See www.wfscanberra.com.au/ for more info

 

Tax Minimisation

Wednesday, June 27, 2012

Individuals looking to maximise their superannuation dollar, who will earn less than $61,920 in the 2011/12 financial year should look to make an after-tax contribution to their superannuation to qualify for the Government Co-Contribution.

At present the government will match after tax contributions dollar for dollar up to a maximum

of $1,000 for a person earning up to $31,920. The maximum then reduces by 3.333 cents for every dollar of total income, less allowable business deductions over $31,920 reducing to nil at $61,920.

From 1 July 2012, the maximum co-contribution payable will be halved to $500 a year

SMSF and Property

Monday, June 18, 2012

Hello All,

First you tube video has been uploaded:

http://www.youtube.com/watch?v=222bPwA2LxQ

 

Topics include Loans in SMSF. Property in SMSF, CGT in SMSF advantages in SMSF and DIY super. 

Hope you enjoy it!

feel free to suggest topics you would like me to discuss.

 

Catherine

 

Tax Saving Strategies / Super

Friday, June 15, 2012
If you have any spare cash now is a good time to consider boosting your 'concessional' superannuation contribution before 30 June.  Any contribution made is tax deductible and can save you tax.  Employee's need to contribute via salary sacrifice whereas self employed or retirees can contribute directly.   From 1 July onwards the contributions cap for over 50's is reducing to $25,000 so now is the time to consider whether to take advantage on the higher $50,000 cap that applies until June 30. For more information visit http://www.wfscanberra.com.au/

SMSF and Property

Friday, June 01, 2012

  A new battalion – property and superannuation join forces?

 

Since time immemorial it has been argued as to whether the benefits of gearing property investments outweighed the tax concessional environment offered by superannuation.  Now the battlefield has changed dramatically.  Why would you choose one over the other when you can have the best of both worlds.  New laws introduced in September 2007 allow Self Managed Superannuation Funds (SMSF’s) to, for the first time, buy geared property in a simple and uncomplicated manner.  SMSF’s can now select a property of their choice, be it residential or commercial, and borrow up to 80% of the value of the property. 

 

The most common investment strategy seen in the baby boomer era was to invest all surplus funds into accessible investments including property and shares and then cashing these in and contributing the funds into super just prior to retirement.  The only disadvantage of this strategy was a potentially very large Capital Gains Tax bill. 

 

However, this strategy has been dramatically hampered by the Governments new contribution rules which only allow $25,000 of concessional contributions per year.  

 

The effect of the new contributions rule is to significantly disadvantage generation X and Y.  It is fair to say that most young singles and young families have better things to do with their money and more pressing needs than to make the most of their $25,000 per year contribution limit.  Then when they are getting closer to retirement and have more surplus funds they will be prevented from, like their pre-decessors, making large contributions just prior to retirement.

◆ What you are asked to do:
Extend the post on self managed super funds and geared property, picking up after its final sentence.

◆ Information shown:
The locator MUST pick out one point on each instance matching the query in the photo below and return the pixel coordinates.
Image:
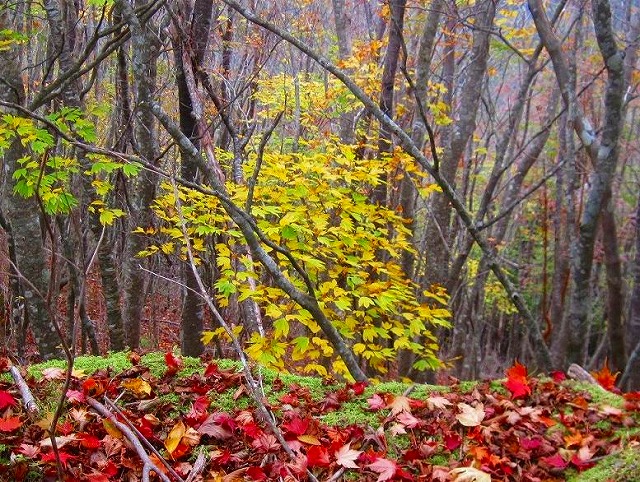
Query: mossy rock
(620, 467)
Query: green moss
(88, 364)
(439, 459)
(621, 467)
(353, 412)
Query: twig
(148, 465)
(27, 398)
(198, 466)
(142, 438)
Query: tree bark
(23, 216)
(142, 188)
(601, 179)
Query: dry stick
(198, 466)
(252, 383)
(142, 438)
(148, 464)
(542, 352)
(27, 398)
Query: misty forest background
(355, 188)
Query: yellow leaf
(309, 439)
(138, 386)
(470, 416)
(174, 437)
(469, 474)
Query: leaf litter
(536, 429)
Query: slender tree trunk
(601, 179)
(385, 143)
(615, 297)
(23, 216)
(142, 188)
(455, 139)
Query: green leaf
(225, 287)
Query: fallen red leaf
(256, 473)
(452, 441)
(318, 456)
(10, 424)
(384, 467)
(556, 461)
(517, 382)
(6, 400)
(174, 364)
(50, 457)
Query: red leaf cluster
(536, 433)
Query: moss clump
(620, 467)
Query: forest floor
(194, 420)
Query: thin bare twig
(148, 464)
(27, 397)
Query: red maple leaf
(605, 378)
(50, 457)
(92, 387)
(28, 450)
(318, 456)
(89, 441)
(556, 461)
(256, 473)
(530, 444)
(6, 400)
(452, 441)
(174, 364)
(384, 467)
(10, 424)
(517, 382)
(76, 396)
(211, 370)
(296, 426)
(358, 387)
(376, 402)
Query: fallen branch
(142, 439)
(576, 372)
(28, 401)
(148, 465)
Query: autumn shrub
(316, 205)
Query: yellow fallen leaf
(470, 416)
(309, 439)
(469, 474)
(139, 387)
(111, 429)
(174, 437)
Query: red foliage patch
(536, 433)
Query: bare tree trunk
(456, 138)
(615, 297)
(23, 216)
(142, 188)
(632, 370)
(385, 143)
(601, 179)
(341, 22)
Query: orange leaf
(605, 378)
(10, 424)
(517, 382)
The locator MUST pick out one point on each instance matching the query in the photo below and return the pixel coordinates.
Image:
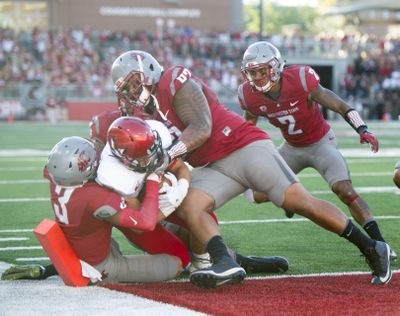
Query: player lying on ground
(126, 136)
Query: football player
(134, 148)
(233, 155)
(290, 98)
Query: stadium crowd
(80, 59)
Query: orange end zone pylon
(60, 253)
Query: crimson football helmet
(72, 161)
(135, 144)
(135, 75)
(262, 65)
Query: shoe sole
(209, 280)
(377, 280)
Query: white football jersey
(113, 174)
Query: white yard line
(20, 248)
(32, 259)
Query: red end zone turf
(328, 295)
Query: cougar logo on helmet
(262, 66)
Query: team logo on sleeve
(263, 108)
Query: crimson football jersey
(299, 119)
(229, 130)
(74, 209)
(100, 123)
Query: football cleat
(252, 264)
(26, 272)
(223, 271)
(378, 259)
(199, 261)
(393, 255)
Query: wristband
(355, 120)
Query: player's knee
(345, 191)
(396, 177)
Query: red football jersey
(299, 119)
(229, 130)
(74, 210)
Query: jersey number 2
(290, 122)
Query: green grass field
(246, 227)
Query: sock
(216, 248)
(373, 231)
(357, 237)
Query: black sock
(373, 231)
(49, 271)
(216, 248)
(357, 237)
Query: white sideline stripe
(316, 175)
(32, 259)
(14, 239)
(16, 230)
(364, 190)
(21, 169)
(20, 248)
(24, 200)
(250, 221)
(31, 298)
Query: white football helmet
(262, 65)
(135, 75)
(72, 161)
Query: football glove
(27, 272)
(367, 137)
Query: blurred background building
(62, 50)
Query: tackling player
(290, 98)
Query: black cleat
(378, 259)
(253, 264)
(223, 271)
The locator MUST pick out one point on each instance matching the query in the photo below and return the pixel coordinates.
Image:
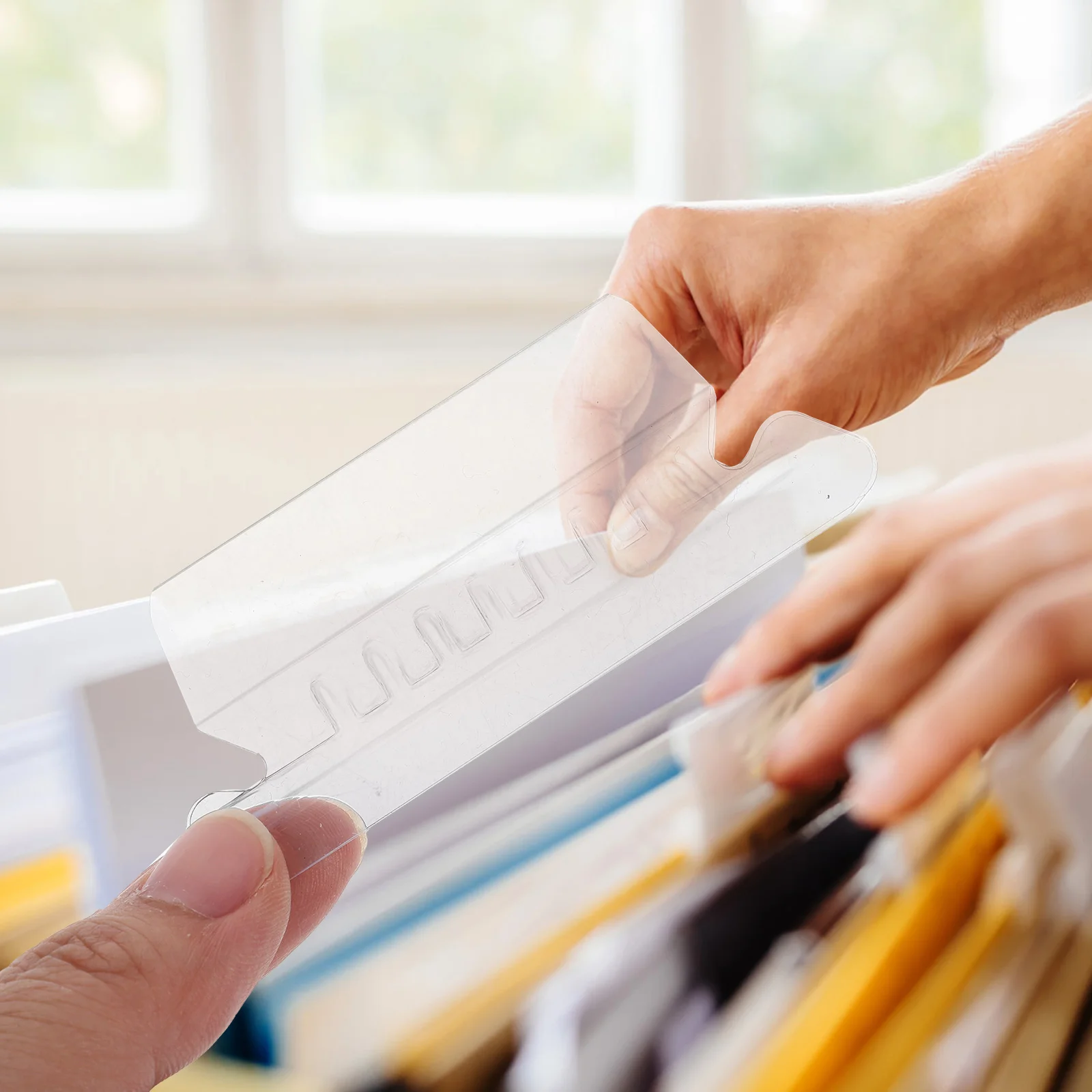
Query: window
(98, 126)
(484, 114)
(491, 139)
(853, 96)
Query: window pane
(87, 96)
(852, 96)
(434, 96)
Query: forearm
(1020, 225)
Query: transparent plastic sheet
(465, 575)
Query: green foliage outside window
(85, 94)
(853, 96)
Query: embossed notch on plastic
(462, 577)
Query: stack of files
(427, 966)
(664, 920)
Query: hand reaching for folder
(966, 609)
(125, 998)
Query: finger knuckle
(102, 951)
(889, 529)
(945, 577)
(657, 222)
(1040, 627)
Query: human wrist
(1021, 221)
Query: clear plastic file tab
(502, 551)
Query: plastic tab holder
(500, 553)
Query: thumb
(128, 996)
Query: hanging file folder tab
(459, 579)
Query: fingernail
(638, 541)
(216, 866)
(784, 753)
(309, 829)
(872, 794)
(626, 531)
(721, 677)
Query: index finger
(600, 398)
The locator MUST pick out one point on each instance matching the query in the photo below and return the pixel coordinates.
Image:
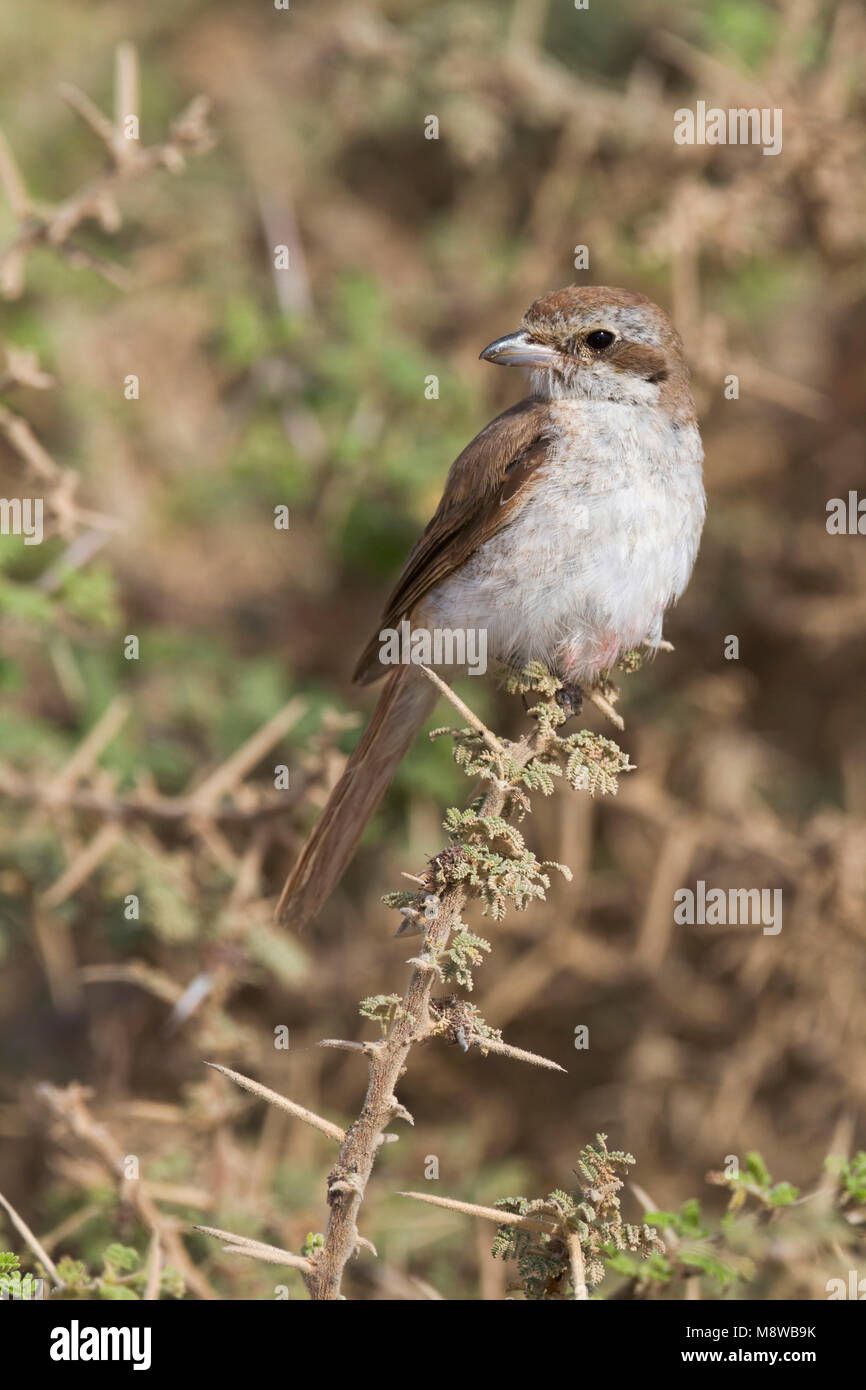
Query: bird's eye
(599, 339)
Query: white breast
(605, 542)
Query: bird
(566, 530)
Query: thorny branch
(487, 859)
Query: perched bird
(565, 531)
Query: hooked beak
(520, 349)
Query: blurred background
(153, 777)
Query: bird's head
(598, 344)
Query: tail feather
(405, 704)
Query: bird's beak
(520, 349)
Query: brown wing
(484, 487)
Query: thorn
(606, 708)
(412, 923)
(399, 1112)
(459, 705)
(257, 1250)
(281, 1102)
(502, 1218)
(426, 963)
(516, 1052)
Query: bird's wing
(484, 487)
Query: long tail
(405, 704)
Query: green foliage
(851, 1176)
(466, 950)
(588, 1215)
(754, 1180)
(381, 1008)
(123, 1276)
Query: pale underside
(603, 544)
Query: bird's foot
(570, 698)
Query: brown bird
(565, 531)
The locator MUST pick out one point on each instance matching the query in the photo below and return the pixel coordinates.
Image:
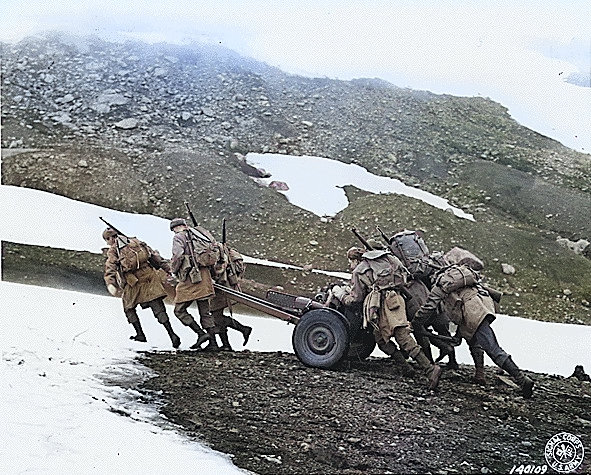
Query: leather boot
(174, 338)
(245, 330)
(212, 345)
(524, 382)
(202, 336)
(139, 332)
(432, 371)
(400, 362)
(479, 369)
(452, 362)
(225, 341)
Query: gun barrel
(111, 226)
(362, 239)
(191, 215)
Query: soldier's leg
(221, 322)
(208, 324)
(159, 311)
(181, 312)
(244, 329)
(478, 357)
(486, 338)
(407, 343)
(133, 319)
(440, 324)
(390, 348)
(187, 319)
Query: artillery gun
(325, 333)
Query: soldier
(194, 252)
(457, 291)
(417, 291)
(376, 281)
(130, 272)
(227, 272)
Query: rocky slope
(275, 416)
(143, 128)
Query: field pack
(412, 250)
(133, 255)
(457, 277)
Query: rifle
(121, 237)
(384, 237)
(122, 240)
(232, 274)
(191, 215)
(111, 226)
(362, 239)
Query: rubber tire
(321, 338)
(360, 350)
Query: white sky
(466, 47)
(315, 183)
(54, 408)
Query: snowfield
(58, 410)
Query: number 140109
(529, 468)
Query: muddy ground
(276, 416)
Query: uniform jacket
(374, 281)
(182, 264)
(468, 307)
(139, 286)
(227, 272)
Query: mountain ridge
(143, 128)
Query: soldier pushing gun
(130, 273)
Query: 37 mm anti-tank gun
(325, 333)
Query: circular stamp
(564, 452)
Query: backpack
(133, 255)
(411, 249)
(207, 251)
(457, 277)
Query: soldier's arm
(357, 292)
(178, 251)
(111, 270)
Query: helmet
(375, 244)
(108, 233)
(355, 253)
(177, 222)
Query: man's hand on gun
(339, 292)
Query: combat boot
(202, 336)
(174, 338)
(432, 371)
(397, 357)
(139, 332)
(523, 381)
(245, 330)
(212, 345)
(225, 342)
(452, 362)
(400, 362)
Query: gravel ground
(277, 416)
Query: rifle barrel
(362, 239)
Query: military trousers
(484, 339)
(158, 309)
(207, 321)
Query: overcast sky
(516, 52)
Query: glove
(339, 292)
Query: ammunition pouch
(392, 300)
(195, 275)
(131, 279)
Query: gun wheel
(361, 349)
(321, 338)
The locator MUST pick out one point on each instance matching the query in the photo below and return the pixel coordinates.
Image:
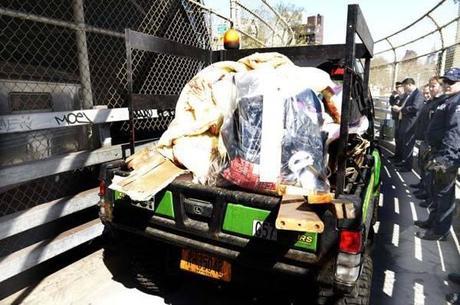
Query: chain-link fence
(434, 48)
(70, 55)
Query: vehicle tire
(147, 275)
(362, 291)
(360, 294)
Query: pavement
(408, 270)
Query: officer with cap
(408, 112)
(396, 99)
(443, 136)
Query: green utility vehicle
(229, 234)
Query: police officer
(443, 136)
(396, 99)
(408, 112)
(436, 95)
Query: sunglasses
(447, 81)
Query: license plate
(205, 264)
(264, 230)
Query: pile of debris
(262, 123)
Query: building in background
(310, 33)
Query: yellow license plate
(205, 264)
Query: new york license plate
(206, 265)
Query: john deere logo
(197, 210)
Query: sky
(383, 17)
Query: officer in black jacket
(396, 99)
(435, 96)
(443, 136)
(408, 112)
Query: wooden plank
(24, 220)
(37, 169)
(150, 43)
(44, 120)
(147, 101)
(33, 255)
(343, 210)
(326, 52)
(324, 198)
(297, 216)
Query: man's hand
(396, 108)
(436, 167)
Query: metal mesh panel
(61, 9)
(46, 189)
(432, 50)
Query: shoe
(453, 298)
(430, 235)
(425, 203)
(424, 224)
(454, 277)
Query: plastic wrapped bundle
(274, 139)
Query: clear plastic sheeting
(301, 160)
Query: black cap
(408, 81)
(452, 74)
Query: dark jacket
(423, 119)
(410, 112)
(443, 133)
(395, 100)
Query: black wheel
(146, 276)
(360, 295)
(362, 292)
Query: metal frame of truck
(198, 217)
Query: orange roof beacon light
(231, 38)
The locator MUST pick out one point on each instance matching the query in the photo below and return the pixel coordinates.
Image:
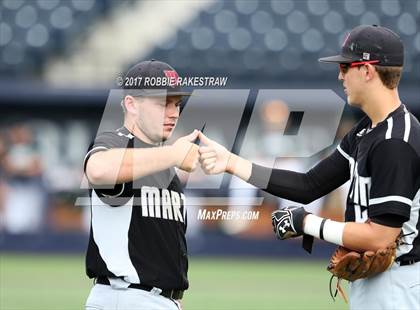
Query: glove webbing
(338, 289)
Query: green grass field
(58, 282)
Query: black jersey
(384, 167)
(138, 228)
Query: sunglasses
(344, 67)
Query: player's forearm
(117, 166)
(326, 176)
(239, 167)
(368, 236)
(355, 236)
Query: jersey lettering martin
(138, 228)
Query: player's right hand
(214, 157)
(185, 152)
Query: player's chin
(167, 133)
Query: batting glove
(288, 222)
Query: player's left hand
(288, 222)
(214, 158)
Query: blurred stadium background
(58, 60)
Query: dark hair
(390, 76)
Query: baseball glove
(351, 265)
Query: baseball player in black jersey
(137, 250)
(381, 158)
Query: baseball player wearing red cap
(381, 158)
(137, 251)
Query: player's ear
(370, 72)
(130, 104)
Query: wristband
(324, 229)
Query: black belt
(174, 294)
(409, 262)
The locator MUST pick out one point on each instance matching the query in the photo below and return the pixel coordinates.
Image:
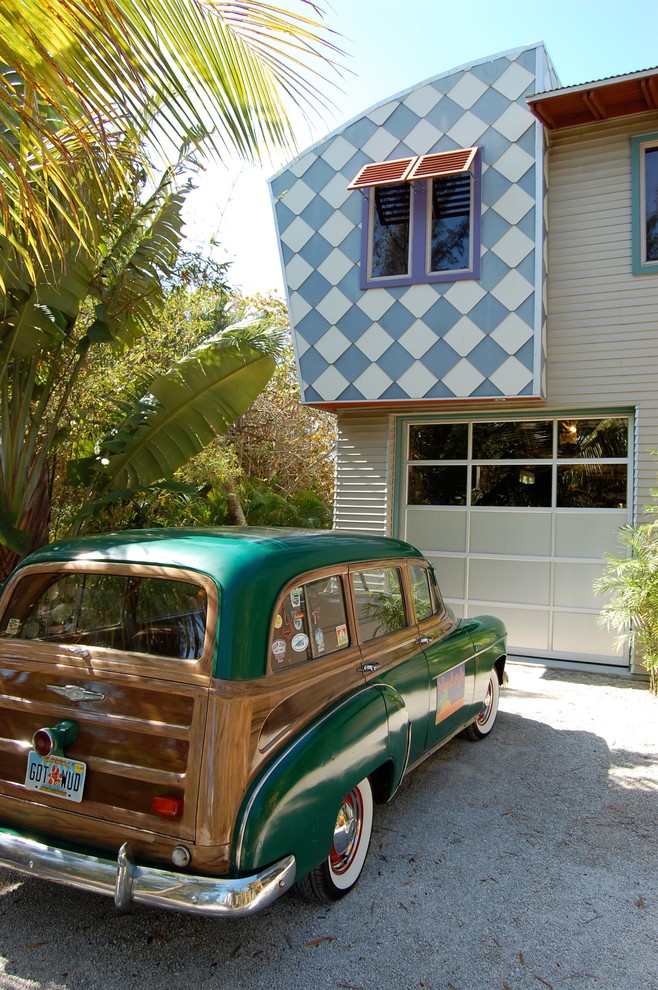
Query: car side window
(310, 622)
(379, 601)
(426, 598)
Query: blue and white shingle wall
(465, 339)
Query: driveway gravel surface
(525, 861)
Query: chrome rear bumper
(128, 883)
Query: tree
(91, 94)
(631, 584)
(275, 463)
(184, 408)
(105, 81)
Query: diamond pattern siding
(479, 338)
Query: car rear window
(125, 612)
(310, 622)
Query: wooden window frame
(639, 145)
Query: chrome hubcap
(347, 832)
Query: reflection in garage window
(593, 438)
(438, 442)
(591, 486)
(379, 601)
(520, 463)
(434, 485)
(511, 440)
(494, 484)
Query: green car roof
(250, 566)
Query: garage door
(516, 516)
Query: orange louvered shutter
(383, 173)
(443, 163)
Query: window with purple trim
(421, 219)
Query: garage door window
(559, 463)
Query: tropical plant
(183, 411)
(184, 407)
(91, 94)
(106, 82)
(631, 584)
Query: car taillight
(167, 807)
(43, 742)
(55, 739)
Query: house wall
(463, 338)
(602, 319)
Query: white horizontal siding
(602, 319)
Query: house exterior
(472, 279)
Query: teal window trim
(640, 265)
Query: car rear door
(389, 641)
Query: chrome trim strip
(126, 882)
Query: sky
(389, 46)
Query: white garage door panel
(511, 532)
(437, 529)
(578, 633)
(524, 582)
(527, 629)
(528, 555)
(451, 575)
(574, 584)
(588, 534)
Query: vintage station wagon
(198, 719)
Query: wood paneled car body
(196, 719)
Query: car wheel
(484, 723)
(352, 831)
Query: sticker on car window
(279, 648)
(299, 642)
(298, 620)
(450, 692)
(296, 597)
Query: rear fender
(292, 805)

◆ Written response:
 

Why would you buy property in a SMSF instead of personally?

 

For many reasons including;

 

  • you get the benefit of ‘leverage’,
  • a maximum of 15% tax on any rental income in excess of costs,
  • you receive a tax deduction for the loan repayments of principal (which is normally impossible) via salary sacrificing the amount required to cover the shortfall,
  • asset protection – the asset is protected from creditors in the event of a lawsuit or bankruptcy (some conditions apply),
  • the property can still be sold and the loan repaid at any stage,
  • any capital gains on the property when sold will be taxed at a maximum rate of 10% (if asset held for more than 12 months)
  • But the biggest incentive of all – if you keep the properties until age 60 and commence a pension from the fund,
  • any capital gain on the property will be TAX FREE,
  • any rent on the property will be TAX FREE,
  • any income paid out to you will also be TAX FREE.

 

The laws are only new and law complying products are now being introduced and marketed.  It is envisaged that these products will hit the market like a storm once investors realize the potential.  SMSF's are now the largest segment of the superannuation industry and it is likely that this figure will increase exponentially once knowledge of the loan products becomes widespread.  It is also interesting to note that this may be the first time in history that all advisors (financial planners, accountants, auditors, property advisors and mortgage brokers) have a common ground for advising clients.  All advisors have something to gain by assisting clients into these products. It’s not only a busy time ahead for advisors but a time to join forces and put a cease fire on the battle.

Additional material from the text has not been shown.